Segment Open

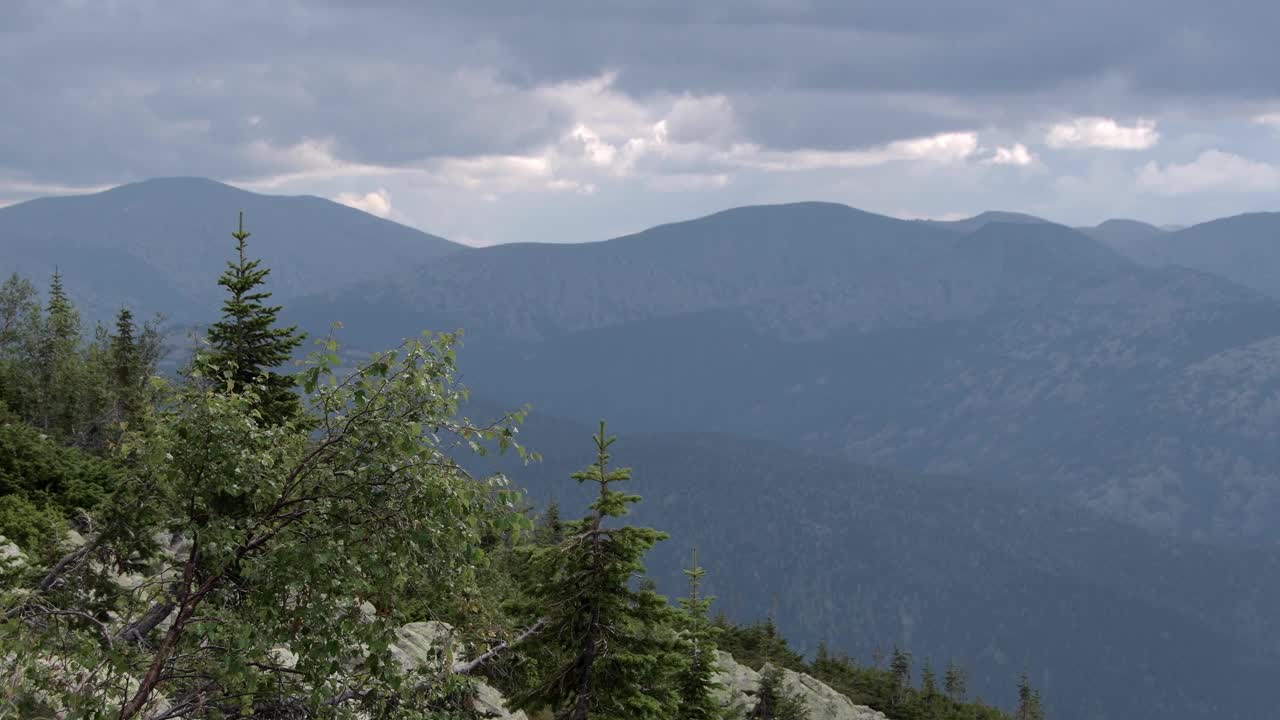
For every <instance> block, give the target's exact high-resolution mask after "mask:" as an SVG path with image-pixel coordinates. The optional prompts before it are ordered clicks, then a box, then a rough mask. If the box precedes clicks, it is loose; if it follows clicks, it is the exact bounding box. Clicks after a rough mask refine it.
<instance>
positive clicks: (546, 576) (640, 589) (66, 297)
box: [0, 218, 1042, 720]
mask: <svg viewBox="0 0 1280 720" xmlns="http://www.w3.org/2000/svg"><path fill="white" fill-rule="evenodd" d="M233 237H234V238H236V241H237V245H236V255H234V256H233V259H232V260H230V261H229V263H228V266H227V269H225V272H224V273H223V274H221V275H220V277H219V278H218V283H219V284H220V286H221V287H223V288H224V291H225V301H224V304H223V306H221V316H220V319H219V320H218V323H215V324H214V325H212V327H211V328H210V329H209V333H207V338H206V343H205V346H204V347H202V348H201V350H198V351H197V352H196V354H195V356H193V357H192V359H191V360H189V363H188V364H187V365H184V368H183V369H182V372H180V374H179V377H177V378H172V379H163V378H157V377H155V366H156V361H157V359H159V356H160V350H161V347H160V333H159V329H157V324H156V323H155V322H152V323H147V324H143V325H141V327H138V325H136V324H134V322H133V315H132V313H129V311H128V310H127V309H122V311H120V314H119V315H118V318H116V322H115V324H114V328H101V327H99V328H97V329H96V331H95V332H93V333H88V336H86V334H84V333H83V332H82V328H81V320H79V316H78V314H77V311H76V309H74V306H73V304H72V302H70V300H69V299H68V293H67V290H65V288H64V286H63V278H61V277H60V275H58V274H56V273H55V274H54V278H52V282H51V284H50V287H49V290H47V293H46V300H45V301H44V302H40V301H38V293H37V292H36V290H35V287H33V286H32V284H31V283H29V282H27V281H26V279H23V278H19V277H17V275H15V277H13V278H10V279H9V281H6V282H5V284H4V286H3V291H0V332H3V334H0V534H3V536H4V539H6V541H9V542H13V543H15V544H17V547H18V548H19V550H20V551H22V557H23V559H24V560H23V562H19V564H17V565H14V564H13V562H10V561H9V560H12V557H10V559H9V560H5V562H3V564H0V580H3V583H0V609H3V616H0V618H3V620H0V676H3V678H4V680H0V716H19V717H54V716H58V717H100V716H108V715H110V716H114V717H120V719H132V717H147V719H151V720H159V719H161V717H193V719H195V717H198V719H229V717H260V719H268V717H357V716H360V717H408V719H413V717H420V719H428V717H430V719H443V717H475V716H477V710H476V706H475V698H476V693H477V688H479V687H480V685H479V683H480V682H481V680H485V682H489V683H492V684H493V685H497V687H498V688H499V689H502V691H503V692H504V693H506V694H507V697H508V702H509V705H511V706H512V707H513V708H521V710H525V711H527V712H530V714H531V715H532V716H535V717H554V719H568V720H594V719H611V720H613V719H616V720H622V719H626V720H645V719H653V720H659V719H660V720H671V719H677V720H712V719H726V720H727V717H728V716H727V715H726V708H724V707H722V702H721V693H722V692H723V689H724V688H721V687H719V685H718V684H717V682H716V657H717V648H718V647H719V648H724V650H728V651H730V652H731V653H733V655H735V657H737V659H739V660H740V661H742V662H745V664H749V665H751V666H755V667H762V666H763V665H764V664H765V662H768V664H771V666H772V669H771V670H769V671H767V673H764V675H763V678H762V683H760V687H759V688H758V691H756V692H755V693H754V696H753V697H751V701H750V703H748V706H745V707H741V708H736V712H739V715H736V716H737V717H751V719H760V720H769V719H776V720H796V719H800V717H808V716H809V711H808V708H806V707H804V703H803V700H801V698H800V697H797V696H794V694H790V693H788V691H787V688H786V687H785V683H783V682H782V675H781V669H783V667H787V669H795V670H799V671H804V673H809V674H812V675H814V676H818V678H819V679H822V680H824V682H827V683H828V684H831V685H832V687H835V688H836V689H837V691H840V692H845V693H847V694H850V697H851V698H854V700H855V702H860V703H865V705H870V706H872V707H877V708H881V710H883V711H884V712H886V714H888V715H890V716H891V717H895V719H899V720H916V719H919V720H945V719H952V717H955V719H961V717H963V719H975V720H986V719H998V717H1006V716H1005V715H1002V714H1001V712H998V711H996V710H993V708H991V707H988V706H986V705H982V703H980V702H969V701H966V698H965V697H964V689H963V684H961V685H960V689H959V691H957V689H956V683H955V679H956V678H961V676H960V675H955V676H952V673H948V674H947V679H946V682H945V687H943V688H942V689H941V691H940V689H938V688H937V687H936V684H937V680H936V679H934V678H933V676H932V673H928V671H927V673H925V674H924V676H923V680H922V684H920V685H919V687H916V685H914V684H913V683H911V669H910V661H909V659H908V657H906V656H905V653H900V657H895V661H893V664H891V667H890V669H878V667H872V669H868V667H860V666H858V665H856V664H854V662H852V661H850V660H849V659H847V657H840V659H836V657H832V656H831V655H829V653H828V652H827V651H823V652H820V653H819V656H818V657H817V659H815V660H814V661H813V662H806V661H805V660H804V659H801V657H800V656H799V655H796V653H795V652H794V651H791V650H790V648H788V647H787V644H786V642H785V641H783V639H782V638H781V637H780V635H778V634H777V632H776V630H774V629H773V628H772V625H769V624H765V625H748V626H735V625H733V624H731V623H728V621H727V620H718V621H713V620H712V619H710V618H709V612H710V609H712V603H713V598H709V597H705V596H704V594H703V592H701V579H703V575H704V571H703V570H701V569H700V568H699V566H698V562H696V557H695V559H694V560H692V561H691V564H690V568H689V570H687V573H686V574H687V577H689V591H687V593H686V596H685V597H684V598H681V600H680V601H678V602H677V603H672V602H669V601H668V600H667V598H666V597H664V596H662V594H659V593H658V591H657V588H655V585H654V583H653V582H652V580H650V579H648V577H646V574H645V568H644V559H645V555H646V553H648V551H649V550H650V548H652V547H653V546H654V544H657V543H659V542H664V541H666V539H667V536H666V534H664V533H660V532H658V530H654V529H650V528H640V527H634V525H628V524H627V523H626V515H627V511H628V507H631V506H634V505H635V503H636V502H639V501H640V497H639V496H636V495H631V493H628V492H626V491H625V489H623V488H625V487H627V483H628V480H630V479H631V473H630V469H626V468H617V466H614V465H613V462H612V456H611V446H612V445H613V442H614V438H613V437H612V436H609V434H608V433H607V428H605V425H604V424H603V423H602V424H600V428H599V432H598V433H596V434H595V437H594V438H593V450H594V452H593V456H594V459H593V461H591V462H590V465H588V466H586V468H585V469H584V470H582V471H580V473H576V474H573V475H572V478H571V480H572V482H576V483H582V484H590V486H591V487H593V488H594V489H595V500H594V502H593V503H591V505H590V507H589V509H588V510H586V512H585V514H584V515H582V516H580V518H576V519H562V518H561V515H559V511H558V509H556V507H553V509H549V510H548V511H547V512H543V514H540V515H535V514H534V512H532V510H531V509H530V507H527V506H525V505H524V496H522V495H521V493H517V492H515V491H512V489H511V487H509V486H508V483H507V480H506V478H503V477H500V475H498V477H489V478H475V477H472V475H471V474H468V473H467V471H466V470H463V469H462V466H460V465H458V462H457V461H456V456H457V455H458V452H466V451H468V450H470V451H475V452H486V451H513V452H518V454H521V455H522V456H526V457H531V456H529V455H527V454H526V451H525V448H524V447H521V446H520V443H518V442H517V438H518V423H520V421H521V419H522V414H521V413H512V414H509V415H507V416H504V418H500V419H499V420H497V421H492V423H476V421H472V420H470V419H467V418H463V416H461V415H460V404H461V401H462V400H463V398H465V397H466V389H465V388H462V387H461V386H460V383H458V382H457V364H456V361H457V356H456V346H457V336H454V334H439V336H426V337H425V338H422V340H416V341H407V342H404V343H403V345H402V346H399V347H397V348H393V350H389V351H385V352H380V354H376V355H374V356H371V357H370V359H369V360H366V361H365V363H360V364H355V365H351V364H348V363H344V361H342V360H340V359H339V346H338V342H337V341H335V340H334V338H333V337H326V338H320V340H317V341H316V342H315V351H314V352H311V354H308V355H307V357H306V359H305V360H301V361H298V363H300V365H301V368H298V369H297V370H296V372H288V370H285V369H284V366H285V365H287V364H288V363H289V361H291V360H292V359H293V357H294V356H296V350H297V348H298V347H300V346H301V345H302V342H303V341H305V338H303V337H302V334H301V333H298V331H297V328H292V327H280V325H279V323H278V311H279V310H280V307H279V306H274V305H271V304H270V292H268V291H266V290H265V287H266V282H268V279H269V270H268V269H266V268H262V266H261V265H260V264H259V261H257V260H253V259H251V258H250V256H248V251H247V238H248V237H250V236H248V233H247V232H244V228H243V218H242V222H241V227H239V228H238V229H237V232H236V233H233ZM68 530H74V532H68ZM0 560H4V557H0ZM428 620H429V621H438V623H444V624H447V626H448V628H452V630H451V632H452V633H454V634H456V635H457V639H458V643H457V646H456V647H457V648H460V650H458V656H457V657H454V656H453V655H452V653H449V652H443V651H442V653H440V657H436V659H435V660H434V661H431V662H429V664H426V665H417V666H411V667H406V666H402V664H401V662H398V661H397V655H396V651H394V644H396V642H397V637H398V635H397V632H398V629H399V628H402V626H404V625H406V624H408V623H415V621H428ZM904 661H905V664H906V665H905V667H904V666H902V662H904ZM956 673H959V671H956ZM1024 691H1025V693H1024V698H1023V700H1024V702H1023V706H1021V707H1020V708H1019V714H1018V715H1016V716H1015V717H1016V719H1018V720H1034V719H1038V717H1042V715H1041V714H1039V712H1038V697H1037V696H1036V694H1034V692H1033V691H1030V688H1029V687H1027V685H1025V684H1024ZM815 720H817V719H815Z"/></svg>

Segment Closed

> _THE TASK_
Reproduce the material above exactly, first line through the line that contains "positive clicks: (546, 576)", minus the pictures.

> _RESULT OF THE TASK_
For every <instance> block, give the target's exact high-resolution mask after "mask:" as an SVG path with image-pixel coordinates. The optional prompts before it are ordered clicks, then a box, then a rough mask. If the box precedes clicks, it is loose; if it follows clicks, it is the exact bounding box. Clicks after a rough mask refine it.
<instance>
positive clicks: (546, 576) (640, 589) (66, 297)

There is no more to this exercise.